REQUIREMENTS
Output the lines of the data below as a JSON list of strings, one string per line and with blank lines omitted. Include everything from the line containing "1337, row 93." down to the line containing "column 604, row 91", both of those lines included.

Records from a pointing dataset
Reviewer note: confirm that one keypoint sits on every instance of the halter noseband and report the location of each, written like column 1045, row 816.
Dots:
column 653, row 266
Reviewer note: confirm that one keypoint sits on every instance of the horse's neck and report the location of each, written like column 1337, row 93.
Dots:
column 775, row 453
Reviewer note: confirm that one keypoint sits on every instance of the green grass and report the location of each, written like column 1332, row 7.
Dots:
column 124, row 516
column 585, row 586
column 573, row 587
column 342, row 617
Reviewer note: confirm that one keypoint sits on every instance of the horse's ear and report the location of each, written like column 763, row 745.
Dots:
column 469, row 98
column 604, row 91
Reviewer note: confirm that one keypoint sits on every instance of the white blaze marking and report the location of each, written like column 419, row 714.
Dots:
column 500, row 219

==

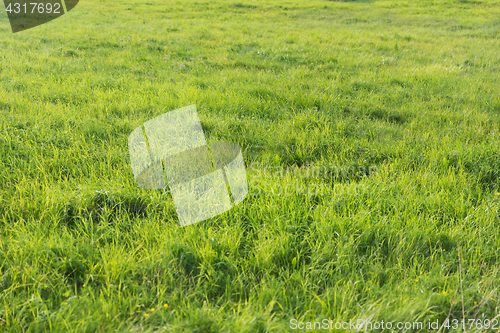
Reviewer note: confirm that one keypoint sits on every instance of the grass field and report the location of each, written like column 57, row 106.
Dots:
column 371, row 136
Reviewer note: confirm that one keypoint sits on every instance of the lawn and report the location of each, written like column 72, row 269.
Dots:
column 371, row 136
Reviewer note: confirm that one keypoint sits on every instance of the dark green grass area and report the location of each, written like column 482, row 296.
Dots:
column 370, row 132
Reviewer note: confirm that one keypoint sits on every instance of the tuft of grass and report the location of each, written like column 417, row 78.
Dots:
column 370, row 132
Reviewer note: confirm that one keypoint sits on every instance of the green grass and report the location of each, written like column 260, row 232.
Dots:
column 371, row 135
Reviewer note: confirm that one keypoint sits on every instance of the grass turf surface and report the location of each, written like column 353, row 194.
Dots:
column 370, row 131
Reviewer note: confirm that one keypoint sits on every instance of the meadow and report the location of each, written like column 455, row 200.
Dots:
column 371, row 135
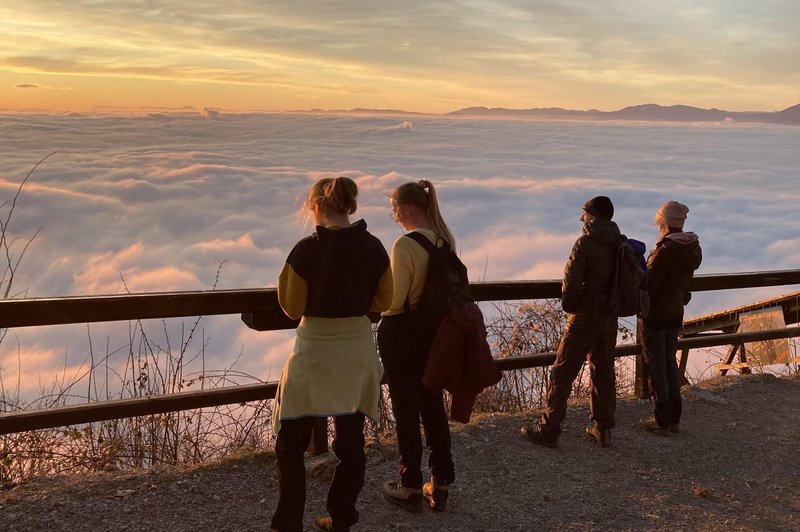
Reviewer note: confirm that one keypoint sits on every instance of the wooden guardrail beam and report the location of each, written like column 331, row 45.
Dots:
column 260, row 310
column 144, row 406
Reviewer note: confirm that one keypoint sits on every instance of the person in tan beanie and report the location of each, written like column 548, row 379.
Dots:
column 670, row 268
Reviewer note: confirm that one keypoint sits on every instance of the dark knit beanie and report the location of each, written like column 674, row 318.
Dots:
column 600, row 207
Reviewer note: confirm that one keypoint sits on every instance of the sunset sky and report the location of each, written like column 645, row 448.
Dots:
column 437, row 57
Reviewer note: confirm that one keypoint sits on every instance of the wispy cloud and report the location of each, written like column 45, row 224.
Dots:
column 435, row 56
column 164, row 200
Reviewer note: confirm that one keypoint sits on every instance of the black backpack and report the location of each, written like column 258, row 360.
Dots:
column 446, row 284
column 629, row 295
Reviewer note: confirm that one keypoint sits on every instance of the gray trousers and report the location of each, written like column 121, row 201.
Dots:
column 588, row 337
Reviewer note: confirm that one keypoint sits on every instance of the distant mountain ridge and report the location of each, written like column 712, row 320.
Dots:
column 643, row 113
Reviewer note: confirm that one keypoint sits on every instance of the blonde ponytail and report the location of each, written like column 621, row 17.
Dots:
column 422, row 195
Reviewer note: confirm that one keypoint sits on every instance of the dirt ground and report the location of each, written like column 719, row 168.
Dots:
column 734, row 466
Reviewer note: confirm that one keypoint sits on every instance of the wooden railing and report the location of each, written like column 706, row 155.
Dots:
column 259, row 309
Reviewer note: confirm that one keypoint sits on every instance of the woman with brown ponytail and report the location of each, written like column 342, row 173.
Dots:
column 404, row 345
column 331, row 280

RESULT OF THIS TASK
[
  "Reviewer note: confirm that one keypoint sits on every instance of the horse's neck and report the location of each, written like column 1337, row 93.",
  "Dots:",
  "column 775, row 453",
  "Reviewer note: confirm that one keypoint sits on every instance of the green grass and report the location of each, written like column 1332, row 7.",
  "Dots:",
  "column 124, row 516",
  "column 585, row 586",
  "column 573, row 587",
  "column 342, row 617",
  "Reviewer note: confirm that one keypoint sits on every instance of the horse's ear and report the location of each, written like column 763, row 745.",
  "Dots:",
  "column 469, row 98",
  "column 604, row 91"
]